**Task requirements:**
Copy the following lines word for word, leaving out the pictures.

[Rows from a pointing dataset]

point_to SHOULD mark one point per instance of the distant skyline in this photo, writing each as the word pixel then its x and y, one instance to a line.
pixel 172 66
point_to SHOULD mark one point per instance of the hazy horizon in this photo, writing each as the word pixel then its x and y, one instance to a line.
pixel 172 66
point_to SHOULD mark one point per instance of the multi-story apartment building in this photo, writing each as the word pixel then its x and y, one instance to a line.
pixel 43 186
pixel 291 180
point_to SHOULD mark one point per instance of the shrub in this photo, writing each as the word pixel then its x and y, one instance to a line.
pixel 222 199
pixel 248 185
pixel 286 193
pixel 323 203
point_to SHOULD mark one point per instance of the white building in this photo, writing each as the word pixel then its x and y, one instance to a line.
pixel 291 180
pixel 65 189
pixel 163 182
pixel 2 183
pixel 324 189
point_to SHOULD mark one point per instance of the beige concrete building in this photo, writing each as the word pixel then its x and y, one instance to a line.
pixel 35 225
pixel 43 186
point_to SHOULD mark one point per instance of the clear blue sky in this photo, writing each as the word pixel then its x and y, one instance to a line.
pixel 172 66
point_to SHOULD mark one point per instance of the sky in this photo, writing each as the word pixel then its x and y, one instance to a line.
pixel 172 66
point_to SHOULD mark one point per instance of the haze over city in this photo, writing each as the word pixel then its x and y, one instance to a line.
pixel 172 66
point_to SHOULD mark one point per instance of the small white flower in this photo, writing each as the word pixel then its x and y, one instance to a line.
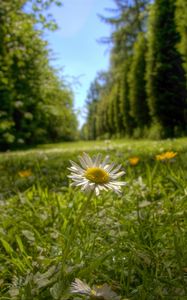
pixel 79 287
pixel 103 292
pixel 95 175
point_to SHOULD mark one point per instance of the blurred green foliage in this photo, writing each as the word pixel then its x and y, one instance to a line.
pixel 36 105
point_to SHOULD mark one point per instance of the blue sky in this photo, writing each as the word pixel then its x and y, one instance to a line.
pixel 75 47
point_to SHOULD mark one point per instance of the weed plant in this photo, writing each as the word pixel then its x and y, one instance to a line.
pixel 136 243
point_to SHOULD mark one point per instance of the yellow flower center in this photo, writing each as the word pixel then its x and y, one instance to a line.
pixel 97 175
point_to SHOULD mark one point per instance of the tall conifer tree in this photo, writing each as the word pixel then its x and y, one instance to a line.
pixel 166 86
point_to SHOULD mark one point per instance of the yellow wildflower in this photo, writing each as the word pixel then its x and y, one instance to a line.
pixel 166 155
pixel 134 160
pixel 25 173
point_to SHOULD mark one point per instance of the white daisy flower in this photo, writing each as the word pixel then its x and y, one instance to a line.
pixel 79 287
pixel 103 292
pixel 93 174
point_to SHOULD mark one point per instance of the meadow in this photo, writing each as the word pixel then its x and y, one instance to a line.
pixel 132 246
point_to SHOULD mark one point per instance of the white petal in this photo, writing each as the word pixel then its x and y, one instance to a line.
pixel 83 163
pixel 97 160
pixel 87 159
pixel 108 168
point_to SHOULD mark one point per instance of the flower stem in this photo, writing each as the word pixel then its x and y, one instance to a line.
pixel 77 221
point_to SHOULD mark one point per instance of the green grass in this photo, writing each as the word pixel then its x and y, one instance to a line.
pixel 136 243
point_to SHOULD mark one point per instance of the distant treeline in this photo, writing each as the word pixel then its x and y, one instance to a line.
pixel 143 94
pixel 35 105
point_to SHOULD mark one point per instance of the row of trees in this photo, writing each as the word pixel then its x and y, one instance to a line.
pixel 144 91
pixel 36 105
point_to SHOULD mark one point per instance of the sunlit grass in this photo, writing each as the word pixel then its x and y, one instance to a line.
pixel 135 243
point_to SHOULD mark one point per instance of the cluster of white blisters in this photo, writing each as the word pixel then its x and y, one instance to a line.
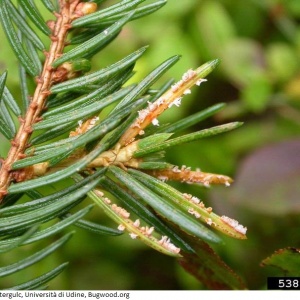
pixel 147 231
pixel 200 204
pixel 165 242
pixel 190 74
pixel 234 224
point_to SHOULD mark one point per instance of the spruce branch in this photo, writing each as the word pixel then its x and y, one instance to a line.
pixel 68 11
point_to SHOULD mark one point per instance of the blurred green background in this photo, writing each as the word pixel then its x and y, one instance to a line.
pixel 258 42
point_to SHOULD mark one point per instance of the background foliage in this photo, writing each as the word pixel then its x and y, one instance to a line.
pixel 259 79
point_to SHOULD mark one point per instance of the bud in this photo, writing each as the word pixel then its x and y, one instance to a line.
pixel 84 8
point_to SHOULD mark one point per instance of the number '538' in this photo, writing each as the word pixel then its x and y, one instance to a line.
pixel 288 283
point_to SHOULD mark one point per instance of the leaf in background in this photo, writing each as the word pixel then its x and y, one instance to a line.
pixel 209 268
pixel 14 40
pixel 33 13
pixel 268 180
pixel 287 260
pixel 85 48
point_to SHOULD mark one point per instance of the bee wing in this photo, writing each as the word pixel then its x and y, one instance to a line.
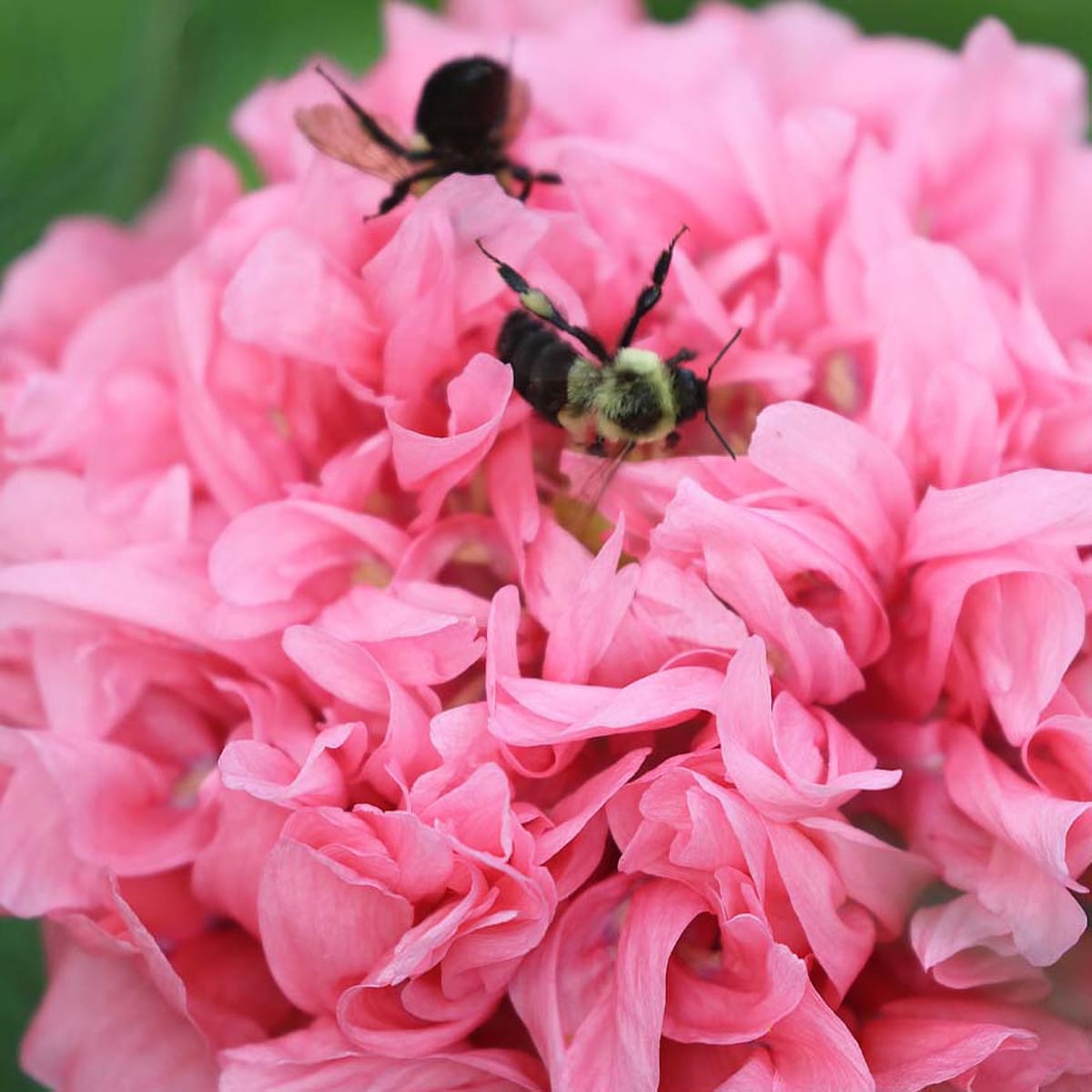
pixel 334 131
pixel 599 480
pixel 519 104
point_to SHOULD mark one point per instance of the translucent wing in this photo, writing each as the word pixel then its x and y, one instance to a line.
pixel 336 132
pixel 519 104
pixel 579 511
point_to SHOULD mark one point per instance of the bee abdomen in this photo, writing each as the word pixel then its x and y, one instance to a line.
pixel 541 361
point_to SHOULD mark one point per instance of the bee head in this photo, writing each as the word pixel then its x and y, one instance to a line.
pixel 691 393
pixel 463 104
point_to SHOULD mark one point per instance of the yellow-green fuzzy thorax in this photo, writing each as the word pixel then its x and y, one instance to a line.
pixel 632 398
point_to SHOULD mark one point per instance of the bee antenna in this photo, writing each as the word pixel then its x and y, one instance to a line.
pixel 326 76
pixel 491 257
pixel 709 376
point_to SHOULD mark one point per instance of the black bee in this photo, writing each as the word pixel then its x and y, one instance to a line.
pixel 470 110
pixel 631 397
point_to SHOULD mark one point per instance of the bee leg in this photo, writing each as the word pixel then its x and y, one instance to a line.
pixel 401 190
pixel 539 304
pixel 650 294
pixel 528 178
pixel 369 124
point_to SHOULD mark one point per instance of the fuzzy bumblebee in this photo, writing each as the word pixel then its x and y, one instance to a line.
pixel 627 398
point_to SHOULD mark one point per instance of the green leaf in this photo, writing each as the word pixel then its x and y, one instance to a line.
pixel 22 980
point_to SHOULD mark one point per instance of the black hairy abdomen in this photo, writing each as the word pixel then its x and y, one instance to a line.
pixel 541 361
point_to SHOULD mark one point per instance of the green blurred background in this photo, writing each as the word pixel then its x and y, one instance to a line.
pixel 96 97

**Worked solution:**
point_to SHOULD mark one point per instance of the distant skyline in this photo, writing each as the word pixel then its x and y, one instance to a line.
pixel 172 66
point_to SHOULD mark one point per instance of the hazy horizon in this photo, writing each as the word pixel then its x and y, one instance to a line.
pixel 172 66
point_to SHOULD mark one point per instance of the multi-story apartment building in this photo, writing each as the word pixel then its x and y, one instance to a line.
pixel 43 186
pixel 291 180
point_to SHOULD mark one point per instance of the shrub in this photo, writing each as the word pixel then its x and y, one instance to a line.
pixel 222 199
pixel 248 185
pixel 286 193
pixel 323 203
point_to SHOULD mark one point per instance of the white building in this photo, writing each as the word pixel then its x and y, one instance to a line.
pixel 291 180
pixel 65 189
pixel 163 182
pixel 2 183
pixel 324 189
point_to SHOULD mark one point per instance of the beige concrete building in this photo, writing each as the word pixel then its x and y, one instance to a line.
pixel 35 225
pixel 43 186
point_to SHOULD mark one point per instance of the clear blue sky in this photo, writing each as the word pixel then its x and y, one instance to a line.
pixel 172 66
point_to SHOULD mark one point per instance of the sky in this photo, writing each as the word pixel then its x and y, one instance to a line.
pixel 172 66
point_to SHOULD mark one point per instance of the haze over city in this photo, writing each as the word pixel then its x and y, one instance to a line.
pixel 172 66
point_to SHOULD mark one point per instance of the small white flower in this photo, writing each as the word pixel then its x and y, one instance to a line.
pixel 79 287
pixel 103 292
pixel 95 175
point_to SHOULD mark one point per instance of the blurred green foliage in this photo, writing each as the word pixel then its x and y, one instance to a line.
pixel 36 105
point_to SHOULD mark one point per instance of the blue sky in this photo, writing each as the word pixel then its x and y, one instance to a line.
pixel 75 47
point_to SHOULD mark one point per instance of the weed plant in this photo, writing each as the word pixel then its x and y, one instance to a line.
pixel 136 243
point_to SHOULD mark one point per instance of the yellow flower center in this photo, writing each as the word pixel then its x and y, one instance to a line.
pixel 97 175
point_to SHOULD mark one point per instance of the tall conifer tree in this photo, writing each as the word pixel then its x and y, one instance to a line.
pixel 166 86
point_to SHOULD mark one point per instance of the yellow wildflower in this photo, writing each as the word pixel then its x and y, one instance to a line.
pixel 166 155
pixel 134 160
pixel 25 173
point_to SHOULD mark one point per instance of the white daisy flower in this photo, writing each as the word pixel then its x and y, one instance to a line.
pixel 79 287
pixel 103 292
pixel 93 174
point_to SHOULD mark one point per instance of the meadow in this photo, writing each as the word pixel then its x and y, one instance to a line.
pixel 132 246
point_to SHOULD mark one point per instance of the white petal in this photo, writing each as the word pixel then its x and y, one instance to a line.
pixel 83 163
pixel 97 160
pixel 87 159
pixel 108 168
point_to SHOULD mark one point per instance of the flower stem in this photo, writing each as the word pixel then its x and y, one instance to a line.
pixel 77 221
point_to SHOULD mark one point per instance of the green grass in this photo, writing each as the word pixel then its x and y, one instance to a line.
pixel 136 243
point_to SHOULD mark one point per instance of the distant treeline in this photo, writing each as the word pixel then its x and y, one instance to a line.
pixel 143 94
pixel 35 105
point_to SHOULD mark one point per instance of the row of trees in this photo, writing each as the word pixel then its x and y, one instance to a line.
pixel 144 91
pixel 36 105
point_to SHOULD mark one point per instance of the sunlit grass in this photo, writing each as the word pixel then its x and y, one instance to a line.
pixel 135 243
point_to SHOULD mark one point per instance of the cluster of white blisters in this photo, writing each as the word pixel then its x and y, one instance to a line.
pixel 147 231
pixel 200 204
pixel 165 242
pixel 190 74
pixel 234 224
point_to SHOULD mark one point per instance of the spruce branch in this photo, writing each as the word pixel then its x and y, one instance to a line.
pixel 68 11
point_to SHOULD mark one point per instance of the blurred green background in this photo, writing each as the word pixel then its x and y, one instance to a line.
pixel 258 42
point_to SHOULD mark one point per instance of the background foliage in this photo, writing each as the word pixel then its x and y, one instance to a line.
pixel 259 79
point_to SHOULD mark one point per instance of the bud in this photo, writing each as the word pixel then its x and y, one instance to a line.
pixel 84 8
point_to SHOULD mark one point per instance of the number '538' in this photo, writing each as the word pixel then its x and y, one instance to a line.
pixel 288 283
point_to SHOULD mark one point per instance of the leaf in background in this photo, writing each as the word pixel then its x and y, one instance to a line.
pixel 209 268
pixel 14 40
pixel 33 13
pixel 268 180
pixel 287 260
pixel 85 48
point_to SHOULD mark one point per instance of the bee wing in this photo, writing each as the word pixel then its x and y, one instance to a line.
pixel 334 131
pixel 599 480
pixel 519 104
point_to SHOULD mark one point per instance of the translucent wing in this photo, writing each as the word pixel then its x and y, one instance to a line.
pixel 336 132
pixel 519 104
pixel 579 511
point_to SHOULD mark one point per instance of the bee abdomen in this photo, writing each as the word pixel then its x and y, one instance to a line.
pixel 541 361
point_to SHOULD mark one point per instance of the bee head in this photo, writing each as the word pixel then its x and y, one instance to a line.
pixel 691 393
pixel 463 104
point_to SHOULD mark one point per instance of the yellow-green fuzzy thorax in this photo, writing each as the word pixel then its x and y, one instance to a line.
pixel 632 398
point_to SHOULD mark one point per instance of the bee antenna in this photo, writing each as the word pixel then its x and y, one instance to a line.
pixel 326 76
pixel 491 257
pixel 709 376
point_to SHOULD mark one point per instance of the black bee in this photo, writing each as the word pixel then its x and y, one instance to a line.
pixel 470 110
pixel 631 397
point_to SHOULD mark one point per instance of the bee leg in this photo, writing each as the word pixel then its x and y, one instance to a line.
pixel 401 190
pixel 539 304
pixel 650 294
pixel 528 178
pixel 369 124
point_to SHOULD mark one point per instance of the fuzzy bumblebee in this photo, writing each as the word pixel then its x and y, one instance to a line.
pixel 627 398
point_to SHOULD mark one point per instance of the green leaf in this photo, writing each as the word pixel then its x and y, one instance to a line.
pixel 22 980
point_to SHOULD mark one point per instance of the black hairy abdomen in this photo, writing each as the word pixel then its x and y, one instance to a line.
pixel 541 361
point_to SHOULD mark one point per instance of the green blurred background in this photo, writing each as the word pixel then its x and y, one instance to a line.
pixel 96 97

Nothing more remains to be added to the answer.